(Data records)
_ _ _ _

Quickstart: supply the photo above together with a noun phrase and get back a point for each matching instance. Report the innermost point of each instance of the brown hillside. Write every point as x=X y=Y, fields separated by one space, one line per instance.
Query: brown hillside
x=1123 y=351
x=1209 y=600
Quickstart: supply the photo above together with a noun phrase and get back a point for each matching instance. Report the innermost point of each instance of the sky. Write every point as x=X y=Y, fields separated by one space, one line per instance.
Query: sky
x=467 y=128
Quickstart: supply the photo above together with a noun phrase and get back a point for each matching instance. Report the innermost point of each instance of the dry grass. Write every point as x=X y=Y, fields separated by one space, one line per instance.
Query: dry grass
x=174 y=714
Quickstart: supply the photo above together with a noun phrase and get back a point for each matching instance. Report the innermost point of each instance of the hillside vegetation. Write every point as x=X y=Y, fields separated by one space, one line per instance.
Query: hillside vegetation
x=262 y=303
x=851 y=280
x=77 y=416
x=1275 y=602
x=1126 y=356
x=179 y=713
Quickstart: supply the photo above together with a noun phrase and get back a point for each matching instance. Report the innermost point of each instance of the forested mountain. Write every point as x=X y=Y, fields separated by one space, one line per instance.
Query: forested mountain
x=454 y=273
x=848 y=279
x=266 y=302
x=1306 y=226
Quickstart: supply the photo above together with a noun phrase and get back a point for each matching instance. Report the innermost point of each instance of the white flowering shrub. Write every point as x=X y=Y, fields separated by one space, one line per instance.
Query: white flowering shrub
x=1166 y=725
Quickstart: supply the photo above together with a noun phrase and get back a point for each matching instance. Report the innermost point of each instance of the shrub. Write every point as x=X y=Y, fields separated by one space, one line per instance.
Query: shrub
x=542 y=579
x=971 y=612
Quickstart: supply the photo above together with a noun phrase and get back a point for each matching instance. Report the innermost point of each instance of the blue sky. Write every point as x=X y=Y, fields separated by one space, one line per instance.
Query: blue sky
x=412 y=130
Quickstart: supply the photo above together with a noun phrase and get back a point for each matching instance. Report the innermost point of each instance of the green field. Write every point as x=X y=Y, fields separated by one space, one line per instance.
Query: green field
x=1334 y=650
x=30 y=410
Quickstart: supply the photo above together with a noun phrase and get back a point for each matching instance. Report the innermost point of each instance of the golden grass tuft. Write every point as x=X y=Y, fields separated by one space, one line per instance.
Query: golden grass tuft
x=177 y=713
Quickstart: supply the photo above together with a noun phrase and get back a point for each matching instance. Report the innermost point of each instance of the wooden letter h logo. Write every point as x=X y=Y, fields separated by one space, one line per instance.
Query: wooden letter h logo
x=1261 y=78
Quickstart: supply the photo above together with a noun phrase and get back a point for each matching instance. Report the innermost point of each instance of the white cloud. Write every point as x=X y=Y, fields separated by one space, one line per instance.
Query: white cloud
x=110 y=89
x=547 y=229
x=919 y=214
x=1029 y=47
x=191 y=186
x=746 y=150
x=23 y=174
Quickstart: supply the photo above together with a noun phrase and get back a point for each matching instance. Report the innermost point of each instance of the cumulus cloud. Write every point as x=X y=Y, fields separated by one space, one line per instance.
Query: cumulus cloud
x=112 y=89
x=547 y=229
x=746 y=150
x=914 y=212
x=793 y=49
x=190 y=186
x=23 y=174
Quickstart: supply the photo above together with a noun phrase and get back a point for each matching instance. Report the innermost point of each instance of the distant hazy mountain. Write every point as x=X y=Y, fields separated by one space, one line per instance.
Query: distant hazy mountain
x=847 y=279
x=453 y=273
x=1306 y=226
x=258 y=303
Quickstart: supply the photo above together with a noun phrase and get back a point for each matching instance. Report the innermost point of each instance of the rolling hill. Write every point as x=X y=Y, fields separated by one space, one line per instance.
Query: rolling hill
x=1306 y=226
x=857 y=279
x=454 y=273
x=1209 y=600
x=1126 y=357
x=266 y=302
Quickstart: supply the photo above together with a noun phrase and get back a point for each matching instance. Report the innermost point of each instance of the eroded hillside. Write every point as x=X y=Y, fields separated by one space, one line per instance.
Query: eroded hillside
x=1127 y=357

_ _ _ _

EXERCISE DETAILS
Reproduce every line of the records above with no changes.

SOLUTION TO THE PROBLEM
Quickstart: supply the photo above together with a noun phrase and get back a point for each matching instance. Report the innermost point of each instance of the brown hillside. Write every point as x=X y=Y, fields separated by one space, one line per instance.
Query: brown hillside
x=1123 y=351
x=1209 y=600
Quickstart: supply the photo above together with a noun phrase and get back a point for each matching instance. Report the innermost point of each instance of the sky. Write every point as x=X y=Y, fields separated by one space, one line per instance.
Query: sky
x=467 y=128
Quickstart: supply the photo above together with a noun phrase and get back a point for each matching instance. Report the innermost point of each instance of the dry grass. Write every point as x=X y=Y, fields separated by one space, one line per instance.
Query: dry grass
x=174 y=714
Quickstart: supply the photo above together with a noun phrase and get back a point for each matching instance. Report the innermost point of each instance of the hillside vegetation. Write every point as x=X y=Y, fields separated by one space, one line per instance.
Query: hillside vegetation
x=262 y=303
x=851 y=280
x=77 y=416
x=1275 y=602
x=1126 y=356
x=179 y=713
Quickstart: supply the photo above together with a noun phrase and get back a point for each matching instance. Report the innermost point of each instance of the forested mountain. Write every point as x=X y=Y, fields separated by one space, one line per instance.
Query: forested mountain
x=454 y=273
x=848 y=279
x=266 y=302
x=1306 y=226
Quickstart: supply the photo above together with a noun phrase and get back a point for each matching instance. Report the innermost point of each instance of the white flowering shrub. Write every point as x=X y=Y, fields separated by one space, one line per instance.
Query: white flowering shrub
x=1166 y=725
Quickstart: supply the photo above together with a noun phrase and get back a point for each matching instance. Report the innermost point of each instance of the shrub. Write every point as x=X y=Y, fields separated by one space, one line per instance.
Query: shrub
x=542 y=579
x=971 y=612
Quickstart: supply the photo above together with a noun phrase and get back a point for each matching instance. Report the innermost point of each instance of the blue sky. Write every point as x=X y=Y, fields separated by one space, one line per instance.
Query: blue sky
x=412 y=130
Quickstart: supply the photo above together with a noun phrase and get back a point for each matching instance. Report the innermost point of each instance of the green field. Write every point as x=X y=Y, fields separated by one space, one line per instance.
Query: green field
x=1334 y=650
x=30 y=410
Quickstart: supply the photo above together with a noun phrase and get back a point for each matching instance. Report the innermost point of each instance of the golden grass tuft. Write every point as x=X y=Y, fields separated by one space, one line per instance.
Query: golden grass tuft
x=177 y=713
Quickstart: supply the photo above together with a noun phrase and get back a point for each matching instance. Report the innermost point of each instance of the wooden letter h logo. Write every point as x=X y=Y, fields separated by one space, one line per instance.
Query: wooden letter h logo
x=1261 y=78
Quickstart: supply the photo above together with a noun phrase and get back a point for each matching instance. Report the innermost point of each instance of the white cloud. Write every point as x=X y=Y, fields separated by one space, one line per instance.
Query: white cloud
x=110 y=89
x=547 y=229
x=919 y=214
x=1029 y=47
x=191 y=186
x=746 y=150
x=23 y=174
Quickstart: supply the photo above together with a noun phrase and get back a point for each matching instance. Report the innermost point of each instance of the cumulus cloud. Write every point as x=X y=Y, fields separated by one space, one line per instance.
Query: cumulus cloud
x=112 y=89
x=547 y=229
x=746 y=150
x=914 y=212
x=793 y=49
x=190 y=186
x=23 y=174
Quickstart: supply the photo above together with a noun phrase and get back a point for each matching instance. Report the innermost point of each instance of the distant hazy mountain. Write every point as x=X y=Y, fields separated by one space, one line per instance.
Query: distant hazy mountain
x=847 y=279
x=453 y=273
x=1306 y=226
x=258 y=303
Quickstart: supply the photo above together with a noun phrase and get back a point for each matching instance. Report the innermost point of each instance of the rolling hill. Write every point as x=X y=Y, fields separated by one space, one line per instance.
Query: rolling hill
x=1306 y=226
x=857 y=279
x=454 y=273
x=1209 y=600
x=1126 y=357
x=266 y=302
Quickstart: supply the photo above together with a noun phrase and get back a point for each matching instance. Report the innermost point of each instance of the eroded hillside. Write every point as x=X y=Y, fields separated by one space, one line per instance.
Query: eroded hillside
x=1127 y=357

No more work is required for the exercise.